• PROBLEM:
In two sentences, summarize the text on tracking chlamydomonas below.

Based on a high-speed 3D tracking of chlamydomonas with phase-contrast microscope, we are trying 3D tracking with dark-field microscope in cooperation with Associate Professor Wakabayashi, Chemical Resources Laboratory, Tokyo Institute of Technology, and Professor Kikkawa, Department of Cell Biology and Anatomy, Graduate School of Medicine, the University of Tokyo.

A fact is known that some organisms have phototaxis or chemotaxis, which is considered to be closely related to biological activity. As one of them, when chlamydomonas, which is a kind of swimming cells, indecates the phototaxis, we are investigating a relation between a direction of an eyespot or a motion of a flagellum and a light position. A dark-field microscopy is suitable to observe the eyespot and the flagellum of the chlamydomonas, and 3D tracking technique under dark-field microscopy is desirable for precise observation. Therefore, we aim to three-dimensionally track the freely swimming chlamydomonas with a microorganism tracking system, and to observe the eyespot and the motion of the flagellum in detail.

• SUPPLIED MATERIAL:
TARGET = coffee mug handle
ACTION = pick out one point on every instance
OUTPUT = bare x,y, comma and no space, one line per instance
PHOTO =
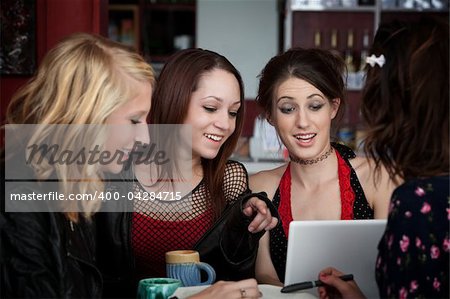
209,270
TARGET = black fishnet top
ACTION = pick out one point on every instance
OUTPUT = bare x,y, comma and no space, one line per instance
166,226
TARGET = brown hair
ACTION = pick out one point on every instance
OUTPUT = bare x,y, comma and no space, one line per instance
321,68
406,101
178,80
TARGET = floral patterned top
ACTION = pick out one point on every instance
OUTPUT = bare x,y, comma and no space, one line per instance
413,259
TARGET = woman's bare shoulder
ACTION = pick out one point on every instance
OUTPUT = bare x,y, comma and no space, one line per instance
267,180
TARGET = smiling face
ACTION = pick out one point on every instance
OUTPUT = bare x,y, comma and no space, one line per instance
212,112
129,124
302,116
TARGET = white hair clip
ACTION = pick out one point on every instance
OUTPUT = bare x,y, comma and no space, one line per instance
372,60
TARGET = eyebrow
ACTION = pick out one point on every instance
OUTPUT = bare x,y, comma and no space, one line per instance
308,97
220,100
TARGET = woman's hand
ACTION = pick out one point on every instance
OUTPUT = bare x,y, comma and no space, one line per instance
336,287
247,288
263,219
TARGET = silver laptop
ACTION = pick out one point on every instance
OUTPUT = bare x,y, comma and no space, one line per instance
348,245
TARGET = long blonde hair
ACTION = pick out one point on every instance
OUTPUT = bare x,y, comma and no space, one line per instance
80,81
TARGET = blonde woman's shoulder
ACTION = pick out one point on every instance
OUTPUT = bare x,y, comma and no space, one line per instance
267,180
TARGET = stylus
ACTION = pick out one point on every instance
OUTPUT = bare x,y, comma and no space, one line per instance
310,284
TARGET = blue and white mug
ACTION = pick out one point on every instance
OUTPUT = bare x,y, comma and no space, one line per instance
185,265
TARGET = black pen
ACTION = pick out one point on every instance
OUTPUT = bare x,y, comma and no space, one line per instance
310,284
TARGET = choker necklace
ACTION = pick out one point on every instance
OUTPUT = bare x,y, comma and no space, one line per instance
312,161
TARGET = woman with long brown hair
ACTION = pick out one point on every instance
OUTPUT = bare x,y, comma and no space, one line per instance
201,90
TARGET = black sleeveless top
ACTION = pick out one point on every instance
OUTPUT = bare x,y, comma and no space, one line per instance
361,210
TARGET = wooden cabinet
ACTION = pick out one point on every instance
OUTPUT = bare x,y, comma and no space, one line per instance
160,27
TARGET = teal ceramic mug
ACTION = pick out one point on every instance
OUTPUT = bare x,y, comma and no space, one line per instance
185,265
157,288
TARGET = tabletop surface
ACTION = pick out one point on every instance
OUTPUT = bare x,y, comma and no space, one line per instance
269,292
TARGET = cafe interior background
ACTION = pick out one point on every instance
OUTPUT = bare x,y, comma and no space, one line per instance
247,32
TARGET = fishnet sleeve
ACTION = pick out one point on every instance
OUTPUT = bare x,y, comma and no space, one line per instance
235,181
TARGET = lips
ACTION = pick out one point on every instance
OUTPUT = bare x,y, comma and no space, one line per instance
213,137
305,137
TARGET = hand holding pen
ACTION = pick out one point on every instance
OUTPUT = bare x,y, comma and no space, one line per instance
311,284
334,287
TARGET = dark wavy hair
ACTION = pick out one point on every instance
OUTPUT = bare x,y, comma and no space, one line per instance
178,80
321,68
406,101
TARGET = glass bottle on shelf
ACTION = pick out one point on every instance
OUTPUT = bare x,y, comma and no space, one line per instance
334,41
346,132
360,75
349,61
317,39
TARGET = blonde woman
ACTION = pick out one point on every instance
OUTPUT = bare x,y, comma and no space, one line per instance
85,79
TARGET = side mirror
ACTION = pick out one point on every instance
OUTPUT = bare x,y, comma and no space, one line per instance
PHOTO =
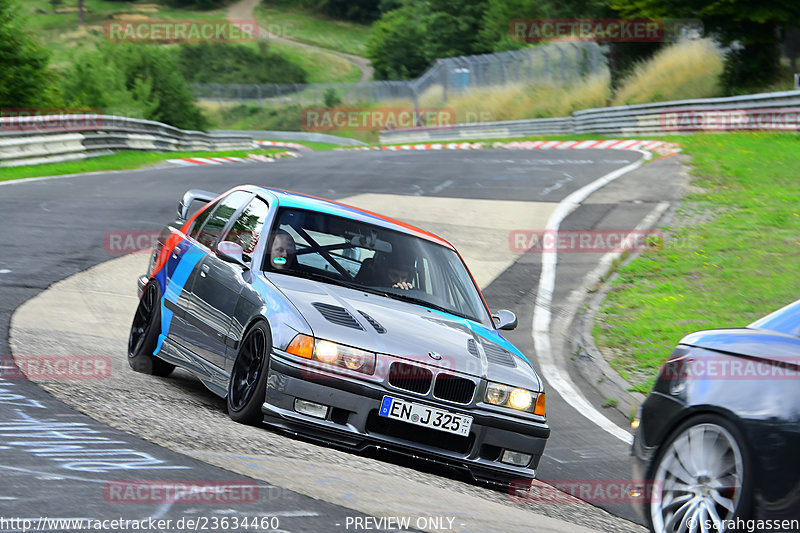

• SOLUTION FOR THIS TASK:
Building on high-speed 3D tracking of chlamydomonas with a phase-contrast microscope, the researchers are attempting 3D tracking with a dark-field microscope in cooperation with colleagues at the Tokyo Institute of Technology and the University of Tokyo. Because dark-field microscopy is suited to observing the eyespot and flagellum, they aim to track freely swimming chlamydomonas in three dimensions and examine how the eyespot's direction or the flagellum's motion relates to the light position during phototaxis.